• **SOURCE EXTRACT**:
============================================================
Then for each authorized client, the server encrypts ``authCookie`` to its public key:

.. raw:: html

  {% highlight lang='text' %}
sharedSecret = DH(esk, cpk_i)
  authInput = sharedSecret || cpk_i || subcredential || publishedTimestamp
  okm = HKDF(epk, authInput, "ELS2_XCA", 52)
  clientKey_i = okm[0:31]
  clientIV_i = okm[32:43]
  clientID_i = okm[44:51]
  clientCookie_i = ENCRYPT(clientKey_i, clientIV_i, authCookie)
{% endhighlight %}

The server places each ``[clientID_i, clientCookie_i]`` tuple into layer 1 of the
encrypted LS2, along with ``epk``.
============================================================
• **PROVIDED MATERIAL**:
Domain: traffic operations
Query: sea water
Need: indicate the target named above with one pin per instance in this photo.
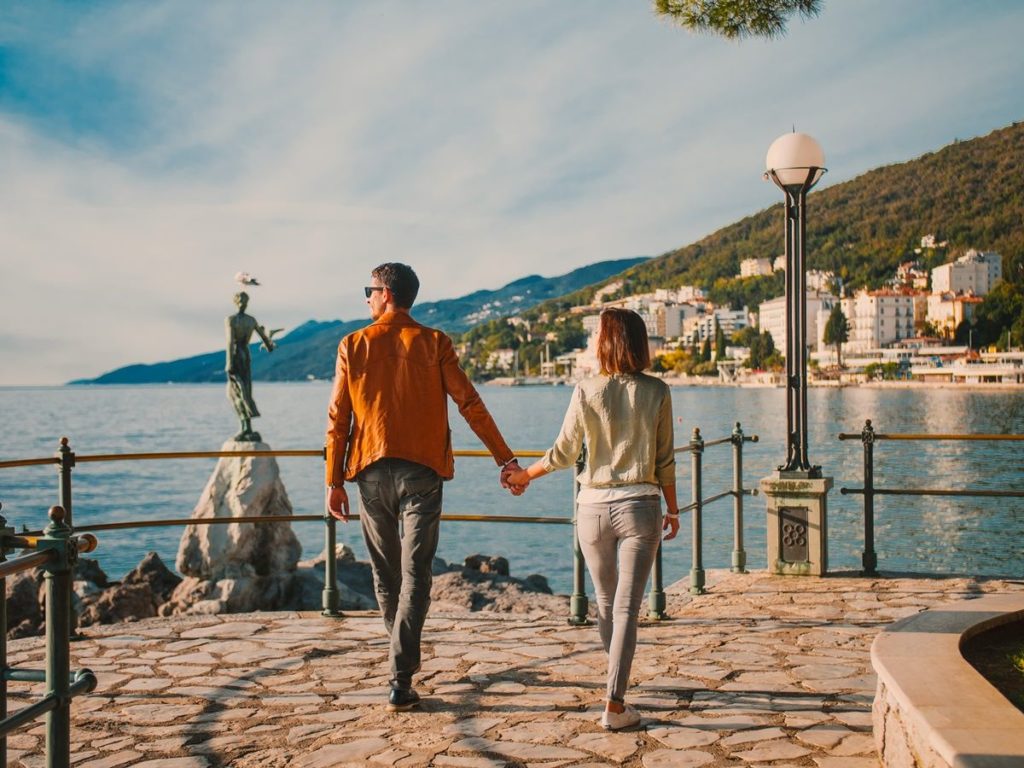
============================================================
• **EXERCISE SET**:
(A) Based on the LS2 client authorization excerpt, do these statements agree with it? (i) The server encrypts ``authCookie`` to the public key of each authorized client. (ii) ``clientID_i`` is taken from ``okm[32:43]``. (iii) The server puts ``epk`` into layer 1 of the encrypted LS2. Answer yes or no for each, and quote the words of the excerpt that decide it.
(B) Translate this sentence from the LS2 client authorization excerpt into Spanish: "The server places each ``[clientID_i, clientCookie_i]`` tuple into layer 1 of the encrypted LS2, along with ``epk``."
(C) Carry on the LS2 client authorization excerpt from the point where it ends.
The material plays no part in any of this.

• **EXPECTED RESULTS**:
(A)
(i) Yes: "for each authorized client, the server encrypts ``authCookie`` to its public key"
(ii) No: "clientID_i = okm[44:51]"
(iii) Yes: "into layer 1 of the encrypted LS2, along with ``epk``"

(B) El servidor coloca cada tupla ``[clientID_i, clientCookie_i]`` en la capa 1 del LS2 cifrado, junto con ``epk``.

(C)
Client processing
^^^^^^^^^^^^^^^^^
The client uses its private key to derive its expected client identifier ``clientID_i``,
encryption key ``clientKey_i``, and encryption IV ``clientIV_i``:

.. raw:: html

  {% highlight lang='text' %}
sharedSecret = DH(csk_i, epk)
  authInput = sharedSecret || cpk_i || subcredential || publishedTimestamp
  okm = HKDF(epk, authInput, "ELS2_XCA", 52)
  clientKey_i = okm[0:31]
  clientIV_i = okm[32:43]
  clientID_i = okm[44:51]
{% endhighlight %}

Then the client searches the layer 1 authorization data for an entry that contains
``clientID_i``. If a matching entry exists, the client decrypts it to obtain
``authCookie``:

.. raw:: html

  {% highlight lang='text' %}
authCookie = DECRYPT(clientKey_i, clientIV_i, clientCookie_i)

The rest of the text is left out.